## What is needed
When every entry has been read, print each one back exactly.

*****

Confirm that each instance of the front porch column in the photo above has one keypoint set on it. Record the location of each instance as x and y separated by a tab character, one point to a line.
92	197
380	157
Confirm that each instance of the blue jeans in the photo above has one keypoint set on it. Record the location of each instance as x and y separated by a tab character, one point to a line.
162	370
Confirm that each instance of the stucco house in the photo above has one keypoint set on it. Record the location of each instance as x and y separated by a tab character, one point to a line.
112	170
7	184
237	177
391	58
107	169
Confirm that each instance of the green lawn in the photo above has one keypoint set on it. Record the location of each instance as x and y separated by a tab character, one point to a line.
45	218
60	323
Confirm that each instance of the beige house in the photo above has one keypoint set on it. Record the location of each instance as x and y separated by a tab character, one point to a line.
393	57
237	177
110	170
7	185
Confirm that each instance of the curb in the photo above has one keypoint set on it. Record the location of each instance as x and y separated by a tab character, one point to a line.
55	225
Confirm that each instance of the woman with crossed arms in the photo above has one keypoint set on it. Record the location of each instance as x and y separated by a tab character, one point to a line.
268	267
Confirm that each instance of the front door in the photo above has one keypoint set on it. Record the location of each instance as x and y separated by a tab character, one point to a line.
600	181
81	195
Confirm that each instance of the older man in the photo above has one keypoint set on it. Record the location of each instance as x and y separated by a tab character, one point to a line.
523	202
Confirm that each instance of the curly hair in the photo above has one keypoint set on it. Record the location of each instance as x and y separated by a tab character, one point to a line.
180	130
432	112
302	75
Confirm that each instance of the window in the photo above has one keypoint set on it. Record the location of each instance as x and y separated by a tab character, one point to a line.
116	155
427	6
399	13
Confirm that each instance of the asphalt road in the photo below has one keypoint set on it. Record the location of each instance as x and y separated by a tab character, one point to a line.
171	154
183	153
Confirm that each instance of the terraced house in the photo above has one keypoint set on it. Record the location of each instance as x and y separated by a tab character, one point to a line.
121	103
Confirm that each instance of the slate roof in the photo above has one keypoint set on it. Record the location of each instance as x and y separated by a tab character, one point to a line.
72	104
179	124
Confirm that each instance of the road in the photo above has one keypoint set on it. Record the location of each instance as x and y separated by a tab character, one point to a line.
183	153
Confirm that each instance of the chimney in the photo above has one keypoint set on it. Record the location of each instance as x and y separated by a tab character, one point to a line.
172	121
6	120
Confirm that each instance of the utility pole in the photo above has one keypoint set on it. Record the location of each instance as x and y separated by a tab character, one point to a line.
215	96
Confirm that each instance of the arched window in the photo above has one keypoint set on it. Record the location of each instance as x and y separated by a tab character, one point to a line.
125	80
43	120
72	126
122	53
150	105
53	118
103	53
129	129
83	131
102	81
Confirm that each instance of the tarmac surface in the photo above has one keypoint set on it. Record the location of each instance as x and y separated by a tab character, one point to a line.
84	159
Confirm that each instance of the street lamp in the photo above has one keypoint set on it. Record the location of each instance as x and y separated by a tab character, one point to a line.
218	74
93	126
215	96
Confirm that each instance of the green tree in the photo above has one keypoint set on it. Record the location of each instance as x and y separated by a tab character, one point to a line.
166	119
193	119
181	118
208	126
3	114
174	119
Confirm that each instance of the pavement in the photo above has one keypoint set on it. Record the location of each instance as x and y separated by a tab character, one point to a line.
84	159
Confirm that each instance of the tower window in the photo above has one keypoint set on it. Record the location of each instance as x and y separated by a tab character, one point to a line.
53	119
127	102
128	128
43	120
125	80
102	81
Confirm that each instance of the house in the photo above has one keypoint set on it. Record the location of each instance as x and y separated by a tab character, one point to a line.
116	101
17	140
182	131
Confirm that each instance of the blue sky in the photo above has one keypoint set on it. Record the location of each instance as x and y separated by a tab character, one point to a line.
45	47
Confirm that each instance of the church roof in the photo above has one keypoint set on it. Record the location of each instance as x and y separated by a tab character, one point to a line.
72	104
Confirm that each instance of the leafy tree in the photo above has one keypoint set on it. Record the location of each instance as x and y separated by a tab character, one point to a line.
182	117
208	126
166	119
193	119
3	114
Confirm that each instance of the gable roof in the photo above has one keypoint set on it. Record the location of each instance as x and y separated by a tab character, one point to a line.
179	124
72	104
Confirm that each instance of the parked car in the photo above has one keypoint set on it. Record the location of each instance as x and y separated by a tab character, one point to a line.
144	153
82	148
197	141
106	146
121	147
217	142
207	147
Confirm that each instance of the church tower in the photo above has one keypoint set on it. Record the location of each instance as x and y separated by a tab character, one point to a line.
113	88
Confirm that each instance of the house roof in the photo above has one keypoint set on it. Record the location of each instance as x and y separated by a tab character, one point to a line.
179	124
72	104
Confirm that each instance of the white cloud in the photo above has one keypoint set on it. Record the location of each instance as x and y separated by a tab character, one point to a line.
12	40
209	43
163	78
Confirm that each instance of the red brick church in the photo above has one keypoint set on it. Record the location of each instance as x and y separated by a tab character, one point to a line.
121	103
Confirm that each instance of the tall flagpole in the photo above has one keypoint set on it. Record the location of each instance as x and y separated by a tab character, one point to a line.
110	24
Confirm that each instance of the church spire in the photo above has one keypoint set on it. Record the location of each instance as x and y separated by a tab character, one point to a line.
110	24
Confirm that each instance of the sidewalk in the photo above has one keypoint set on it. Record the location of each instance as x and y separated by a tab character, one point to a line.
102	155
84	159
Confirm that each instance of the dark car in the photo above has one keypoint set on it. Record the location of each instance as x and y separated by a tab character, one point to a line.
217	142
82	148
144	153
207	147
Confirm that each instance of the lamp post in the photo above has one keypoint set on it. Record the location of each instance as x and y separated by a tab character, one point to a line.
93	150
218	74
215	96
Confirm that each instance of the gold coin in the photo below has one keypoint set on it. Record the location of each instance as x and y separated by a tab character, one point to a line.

*****

## Answer to this exercise
Confirm that each instance of the front porch column in the photo above has one keypoint set on it. Record the location of each instance as x and y separated by a tab character, one point to a line.
92	197
380	157
Confirm that each instance of the blue jeans in the photo above has one keypoint set on it. Record the location of each instance as x and y separated by a tab character, one point to a line.
162	370
Confirm that each instance of the stucco house in the photo above has one keypoint set on it. Record the location of each instance as x and y separated by a tab character, one point to a line.
112	170
7	184
237	177
391	58
107	169
Confirm that each instance of the green lawn in the photo above has one keypoint set on it. Record the location of each instance as x and y separated by a tab character, one point to a line.
45	218
60	323
Confirm that each instance of the beige house in the photo above has one keypoint set on it. Record the location of each instance as x and y separated by a tab character, one point to a line.
393	57
237	177
110	170
7	185
Confirm that each instance of the curb in the photo above has one keypoint set on it. Record the location of each instance as x and y separated by a tab character, one point to a line.
55	225
Confirm that each instance of the woman with crossed arms in the photo above has one keypoint set on it. Record the location of each instance as x and y separated by a tab character, one point to a line.
268	267
Confirm that each instance of the front door in the photo above has one keypoint set on it. Record the location of each instance as x and y separated by a tab character, one point to a line.
600	181
81	195
Confirm that each instance of the older man in the photo above has one keypoint set on it. Record the location of each instance as x and y separated by a tab character, one point to a line.
523	202
Confirm that each instance of the curly hair in the photo above has one keypoint set on it. Record the location of each instance as x and y separated by a tab character, one point to a line.
180	130
432	112
302	75
Confirm that each instance of the window in the photo above has one keypoint set on it. Record the location of each instance as x and y separated by a tab character, one point to a line.
116	155
427	6
399	13
Confirm that each instance of the asphalt road in the photo below has one keypoint set on it. Record the location of each instance as x and y separated by a tab character, one point to a line.
171	154
183	153
Confirm that each instance of the terraced house in the photo above has one keypoint set on it. Record the location of each instance as x and y separated by a tab character, one point to a line.
121	103
Confirm that each instance of the slate roof in the photo above has one keypoint set on it. Record the location of each instance as x and y separated by a tab character, one point to a line.
72	104
179	124
Confirm that each instance of the road in the photo above has one keypoint set on it. Record the location of each instance as x and y separated by a tab character, one point to a line.
183	153
Confirm that each instance of the chimney in the photo above has one keypoint set on it. Record the location of each instance as x and y separated by a tab character, one point to a line.
172	121
6	120
Confirm that each instance of the utility pole in the photo above has one keypoint set on it. Record the location of each instance as x and y separated by a tab character, one point to a line.
215	96
Confirm that each instance of the arched window in the photo above has one keypoint set on it. Record the location of each instance as x and y separated by a tab character, one point to a line.
125	80
43	120
72	126
122	53
150	105
53	118
103	53
129	129
83	131
102	81
Confirm that each instance of the tarmac surface in the photo above has one keypoint set on it. Record the location of each instance as x and y separated by a tab character, one point to a line.
84	159
Confirm that each instance of the street lamp in the photo above has one keypoint set on it. Record the location of each instance as x and y separated by a tab character, one point to a line.
218	74
93	126
215	96
Confirm that each instance of the green tree in the photo above has one keypoint set on it. Record the location of each instance as x and y separated by a tab character, one point to a line.
166	119
193	119
181	118
208	126
3	114
174	119
Confirm that each instance of the pavement in the photo above has one keypoint set on it. Record the location of each instance as x and y separated by a tab character, one point to a line.
84	159
Confirm that each instance of the tower window in the photo above has one keypoint set on it. Record the location of each instance as x and y separated by a tab character, one point to a line.
53	119
127	102
128	128
43	120
125	80
102	81
Confirm that each instance of the house in the photo above has one keypoint set on it. Record the location of each instance as x and y separated by a tab character, one point to a line.
116	101
17	140
182	131
Confirm that each instance of the blue sky in the photo above has one keypoint set on it. Record the location of each instance as x and y separated by a tab character, one point to a line.
45	47
Confirm that each instance of the church roof in the photo above has one keypoint set on it. Record the location of each instance as x and y separated by a tab character, one point to a line.
72	104
Confirm that each instance of the leafy tree in the photo above has one keypoint set on it. Record the location of each instance as x and y separated by a tab character, one point to a line.
182	117
208	126
166	119
193	119
3	114
Confirm that each instance of the gable roof in the photo above has one keypoint set on it. Record the location of each instance as x and y separated by a tab character, one point to a line.
179	124
72	104
Confirm that each instance of the parked car in the photo above has one keypoint set on it. Record the location of each instance as x and y separated by a tab character, one point to a line.
144	153
82	148
197	141
106	146
121	147
217	142
207	147
Confirm that each instance of the church tower in the photo above has one keypoint set on it. Record the location of each instance as x and y separated by a tab character, one point to a line.
113	88
Confirm that each instance of the house roof in the photo above has one keypoint set on it. Record the location of each instance as x and y separated by a tab character, one point to a line.
179	124
72	104
Confirm that each instance of the white cloud in the photo above has one keypoint set on it. Record the location of each instance as x and y separated by a tab character, one point to a line.
12	40
209	43
163	78
Confirm that each instance of the red brick church in the photo above has one keypoint set on it. Record the location of each instance as x and y separated by a tab character, one point to a line.
121	103
Confirm that each instance of the tall flagpole in the photo above has one keypoint set on it. Record the location of each instance as x and y separated by a tab character, one point to a line.
110	24
Confirm that each instance of the church spire in the photo above has one keypoint set on it. Record the location of each instance as x and y separated by a tab character, one point to a line.
110	24
Confirm that each instance of the sidewalk in the photo above has one keypoint set on it. Record the location of each instance as x and y separated by a tab character, one point to a line.
102	155
84	159
Confirm that each instance of the dark car in the photo above has one keypoint set on it. Record the location of each instance as x and y separated by a tab character, one point to a line.
217	142
82	148
144	153
207	147
Confirm that each instance of the lamp post in the photo above has one keypoint set on it. Record the location of each instance as x and y separated by a tab character, one point to a line.
93	150
218	74
215	96
Confirm that each instance of the gold coin in the photo below has one keypoint set on it. Record the location of each instance as x and y separated by a tab character, one point to a line.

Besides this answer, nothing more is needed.